→ **Quoted passage**
* * *

THE DON: Director Michael Grandage in February 2018 - Credit: Getty Images

TIM WALKER on his friend, the director Michael Grandage.

The first time I remember talking to Michael Grandage was as he was standing anxiously in the foyer of the Donmar Warehouse Theatre in Covent Garden. It was the first night of Frost/Nixon. “I’ve been looking forward to this one,” I said. He replied: “I’m terrified.” 

The show turned out to be another of Grandage’s triumphs as a director – West End and Broadway transfers and then a film – but his relationship with Frank Langella, whom he’d cast as the disgraced American president, had been challenging to say the least and it’s no wonder he’d been biting his nails.

I’d taken a lofty view of the Donmar when I’d started out as a theatre critic and even remember asking my arts editor if there was any point troubling with a place that could accommodate only 250 souls. He raised his eyes to the heavens. I soon came to understand that, with the right individual in charge, even the tiniest venue can come to dominate theatreland and that was how it was during Grandage’s decade at the Donmar.

I look back on my relationship with his theatre as if it were a stormy romance. The first year I gave it one rave review after another. The second year I think my hopes were so unrealistically high that they could only possibly be dashed.

I took Grandage to lunch at the Caprice in St James’s and he wondered why I’d suddenly turned. I replied that he’d caused me to recalibrate the meaning of good and bad theatre. I’ve no doubt he saw me as an absurdly pretentious pillock, but he understood that I was at least interested, fully engaged and trying to learn and it was on that basis that we became good friends.

* * *

→ **The task**
Please continue the piece about Michael Grandage from its last sentence, writing what comes next. The data after this point stands apart from the piece about Michael Grandage.

(Object pointing dataset rows)
* * *

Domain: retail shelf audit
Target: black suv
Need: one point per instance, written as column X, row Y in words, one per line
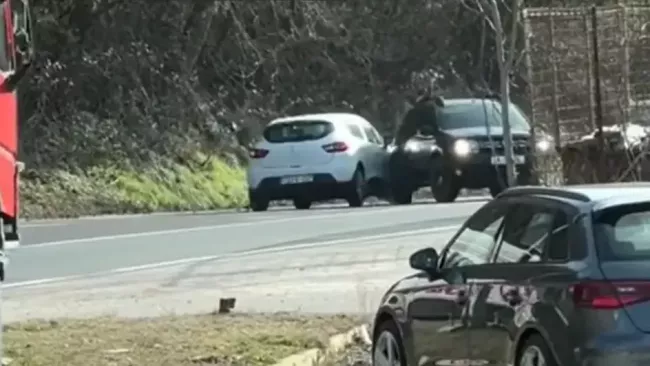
column 449, row 144
column 538, row 276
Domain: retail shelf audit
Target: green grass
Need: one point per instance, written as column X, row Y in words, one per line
column 201, row 184
column 181, row 340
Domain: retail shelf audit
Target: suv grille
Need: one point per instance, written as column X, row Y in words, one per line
column 520, row 146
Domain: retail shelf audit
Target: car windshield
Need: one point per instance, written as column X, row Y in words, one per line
column 297, row 131
column 623, row 233
column 474, row 114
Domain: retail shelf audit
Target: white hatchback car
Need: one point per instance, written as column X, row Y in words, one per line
column 317, row 157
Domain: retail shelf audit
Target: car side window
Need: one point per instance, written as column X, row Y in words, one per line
column 476, row 242
column 534, row 234
column 356, row 131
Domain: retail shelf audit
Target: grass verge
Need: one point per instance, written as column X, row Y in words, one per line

* * *

→ **Task response**
Born in Yorkshire and raised, like me in the West Country, he’d started out, like so many of the greatest directors, as an actor. I happened to see him as a dashingly handsome young man in a re-run of Rumpole of the Bailey the other day, playing the boyfriend of the curmudgeonly old barrister’s daughter. He demonstrated an exceptional gift for comedy.

His heart was, however, set on being a director and, in 1996, he made his debut at the Mercury Theatre, Colchester, with Arthur Miller’s The Last Yankee.  Two years later, he was invited by Sheffield Theatres to direct Twelfth Night. In the same year, he made his London directorial debut at the Almeida with a production of Shaw’s The Doctor’s Dilemma.

He then began a five-year innings as the artistic director at Sheffield Theatres from 2000, where he became known as an actor’s director and had some of the brightest and the best queuing up to work for him, including Joseph Fiennes in Edward II, Kenneth Branagh in Richard III, Diana Rigg in Suddenly Last Summer and Derek Jacobi in The Tempest.

It doesn’t do to over-analyse magic, but Grandage productions always look stunning. His other half is the award-winning designer Christopher Oram and I got the impression when they worked together each scene was composed in their heads as if it was a great classical painting. Grandage always grasped, too, the essential messages of the plays. After Peter and Alice, about an encounter between Alice Liddell Hargreaves, the woman who inspired Alice, and Peter Llewelyn Davies, one of the boys who inspired Peter Pan, I recall him talking about it with real emotion. He said it was all about childhood and how if you’ve a happy childhood it’s the strength on which you draw for all the challenges that come in adult life.

In 2014, he directed his first film, Genius, about the relationship between the author Thomas Wolfe and his editor Max Perkins, which starred Colin Firth, Jude Law and Nicole Kidman. Grandage sought artistic rather than overtly commercial success and he achieved it brilliantly. He’s now at work on Jack and Lem, which chronicles the 30-year-friendship between John F. Kennedy and Kirk LeMoyne “Lem” Billings, a schoolboy friend of the future president who happened to be gay.

I’ve talked periodically to Grandage during the lockdowns and he and Oram are the only two people I know who have found in them a kind of contentment. I suppose it’s because they’ve never once done anything half-heartedly that they’ve achieved what the Quakers call ‘peace at the centre’. They’re also the best kind of friends in that they’ve managed to educate me a bit.